WRITTEN REQUEST: Write the records out again exactly, leaving no images in.

THE INPUT:
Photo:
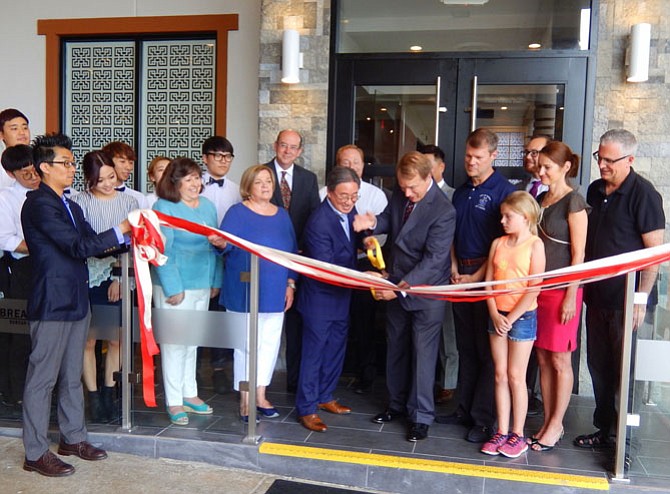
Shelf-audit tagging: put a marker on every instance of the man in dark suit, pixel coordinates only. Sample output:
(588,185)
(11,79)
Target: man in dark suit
(59,241)
(420,222)
(329,237)
(297,191)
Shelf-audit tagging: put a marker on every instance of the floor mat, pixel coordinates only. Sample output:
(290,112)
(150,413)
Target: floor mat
(289,487)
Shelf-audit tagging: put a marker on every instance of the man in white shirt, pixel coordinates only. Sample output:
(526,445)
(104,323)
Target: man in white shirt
(448,370)
(363,305)
(17,161)
(217,155)
(124,158)
(14,130)
(436,157)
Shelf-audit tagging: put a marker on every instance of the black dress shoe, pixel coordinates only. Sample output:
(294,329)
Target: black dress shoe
(386,416)
(454,419)
(49,465)
(84,450)
(417,432)
(479,434)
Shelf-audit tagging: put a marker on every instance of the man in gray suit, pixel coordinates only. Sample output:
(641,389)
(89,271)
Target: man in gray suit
(420,222)
(448,370)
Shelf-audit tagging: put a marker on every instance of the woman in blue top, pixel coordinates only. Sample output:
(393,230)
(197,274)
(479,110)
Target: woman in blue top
(258,220)
(191,275)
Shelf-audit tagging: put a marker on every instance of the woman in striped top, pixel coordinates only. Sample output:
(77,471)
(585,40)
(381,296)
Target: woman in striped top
(103,208)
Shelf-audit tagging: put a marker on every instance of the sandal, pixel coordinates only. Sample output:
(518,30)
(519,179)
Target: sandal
(597,440)
(538,446)
(179,418)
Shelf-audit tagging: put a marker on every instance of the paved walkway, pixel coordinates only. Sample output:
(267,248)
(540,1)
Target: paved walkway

RESPONSE TO THE TASK:
Photo:
Shelf-audit tagging: put a marker on every instance of the man in dark suit, pixel coordinates only. Sample output:
(588,185)
(11,79)
Target: man in dark suit
(59,241)
(420,222)
(329,237)
(297,191)
Shelf-audit tagging: put a marker on every instance of the floor mat, pixel coordinates only. Sample output:
(290,112)
(150,413)
Target: floor mat
(289,487)
Shelf-audit tagging: put a marker on every instance of the man in white shirt, pixel coordinates only. Sample output:
(526,445)
(104,323)
Target: man in white shirt
(448,370)
(363,305)
(17,161)
(217,155)
(124,158)
(14,130)
(436,157)
Shelf-audit tagging: put a marker on every instance of the black dress shoe, pixel coordinates only. Sample output:
(294,329)
Target: black dress shoe
(386,416)
(454,419)
(49,465)
(84,450)
(417,432)
(479,434)
Shelf-audit tagging: put a marker on every instance of the man in gray suit, pixel coordinates only. Sample output:
(641,389)
(89,271)
Target: man in gray suit
(420,222)
(448,370)
Shelf-audit tagging: put a marker on every instance of the woman in blue top, pixel coordinates only. Sample output:
(393,230)
(197,274)
(479,110)
Target: woman in blue top
(258,220)
(191,275)
Shelf-audit tagging: put a marker on every instance of the woman in striped top, pixel coordinates only. Sample output:
(77,471)
(585,40)
(381,296)
Target: woman in striped top
(103,208)
Shelf-audit tagging: put a marker on every instance of the sandal, pixel coordinates only. Sample output:
(518,30)
(519,179)
Target: sandal
(597,440)
(538,446)
(179,418)
Shelf-audit tagging: put a marker on every instance of the paved walkway, pixel coordinates only. Sample output:
(267,248)
(540,1)
Target: paved walkway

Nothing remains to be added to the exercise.